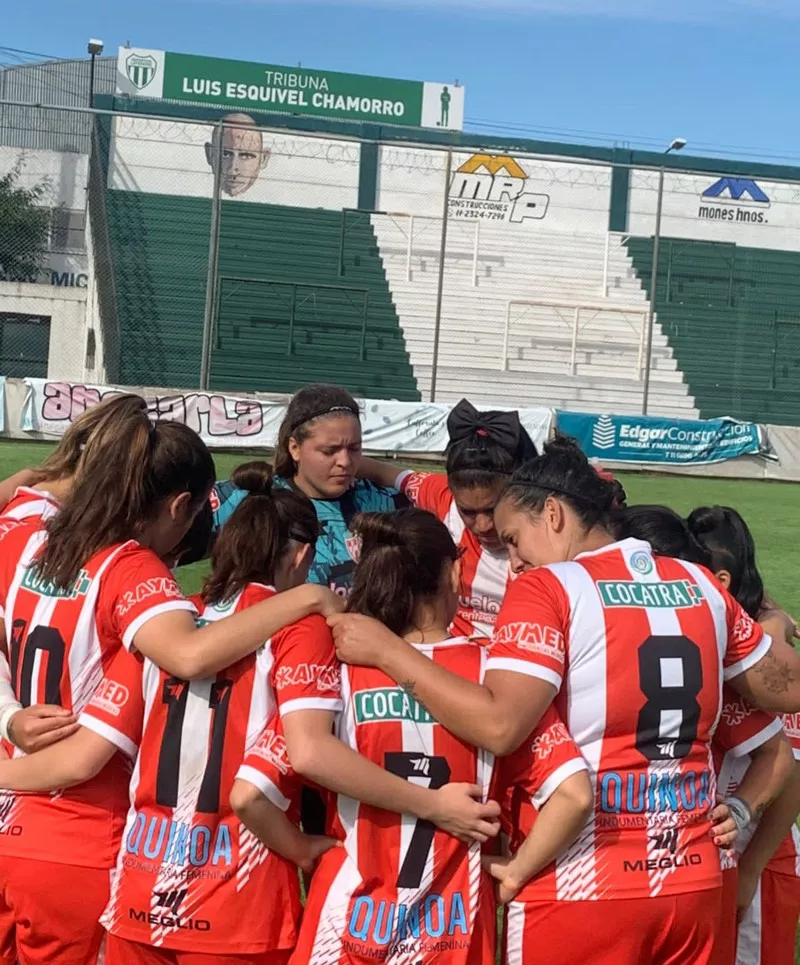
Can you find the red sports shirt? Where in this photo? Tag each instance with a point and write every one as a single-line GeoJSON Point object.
{"type": "Point", "coordinates": [485, 574]}
{"type": "Point", "coordinates": [786, 860]}
{"type": "Point", "coordinates": [641, 644]}
{"type": "Point", "coordinates": [190, 876]}
{"type": "Point", "coordinates": [29, 504]}
{"type": "Point", "coordinates": [400, 890]}
{"type": "Point", "coordinates": [60, 645]}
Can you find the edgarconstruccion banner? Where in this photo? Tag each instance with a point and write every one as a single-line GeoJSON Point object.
{"type": "Point", "coordinates": [288, 90]}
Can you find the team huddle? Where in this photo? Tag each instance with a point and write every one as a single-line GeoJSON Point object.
{"type": "Point", "coordinates": [400, 700]}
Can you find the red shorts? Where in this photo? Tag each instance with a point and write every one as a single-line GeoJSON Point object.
{"type": "Point", "coordinates": [55, 910]}
{"type": "Point", "coordinates": [768, 930]}
{"type": "Point", "coordinates": [119, 951]}
{"type": "Point", "coordinates": [674, 930]}
{"type": "Point", "coordinates": [725, 939]}
{"type": "Point", "coordinates": [8, 938]}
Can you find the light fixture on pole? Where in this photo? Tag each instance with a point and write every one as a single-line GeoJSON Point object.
{"type": "Point", "coordinates": [94, 48]}
{"type": "Point", "coordinates": [677, 145]}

= Challenge =
Transcribe all the entries above line for line, without changing anything, and omit the pictures.

= Result of the exercise =
Can you find the red sports shirt? Where in this photo? Tag each instance with a point and write every one as a single-line GeoJSON Point object.
{"type": "Point", "coordinates": [485, 574]}
{"type": "Point", "coordinates": [786, 860]}
{"type": "Point", "coordinates": [641, 644]}
{"type": "Point", "coordinates": [190, 876]}
{"type": "Point", "coordinates": [29, 504]}
{"type": "Point", "coordinates": [400, 890]}
{"type": "Point", "coordinates": [60, 645]}
Can you find the edgarconstruccion banner? Where in this photo? Tag each instance with a point and write every one as a single-line GeoJSON Point object.
{"type": "Point", "coordinates": [288, 90]}
Can you find the team huddle? Where in this photo? Tag each instance with a point and write every one as a single-line GeoJSON Point object.
{"type": "Point", "coordinates": [400, 700]}
Can you find the red shorts? Where in this photo? Tag each instance with a point and write every one as a single-line GeoJSON Point object.
{"type": "Point", "coordinates": [55, 910]}
{"type": "Point", "coordinates": [768, 930]}
{"type": "Point", "coordinates": [119, 951]}
{"type": "Point", "coordinates": [674, 930]}
{"type": "Point", "coordinates": [725, 939]}
{"type": "Point", "coordinates": [8, 938]}
Can you find the light fixture on pole? Where in this photo? Tag each instance with a point and write every one as a single-line GeoJSON Point object.
{"type": "Point", "coordinates": [94, 48]}
{"type": "Point", "coordinates": [677, 145]}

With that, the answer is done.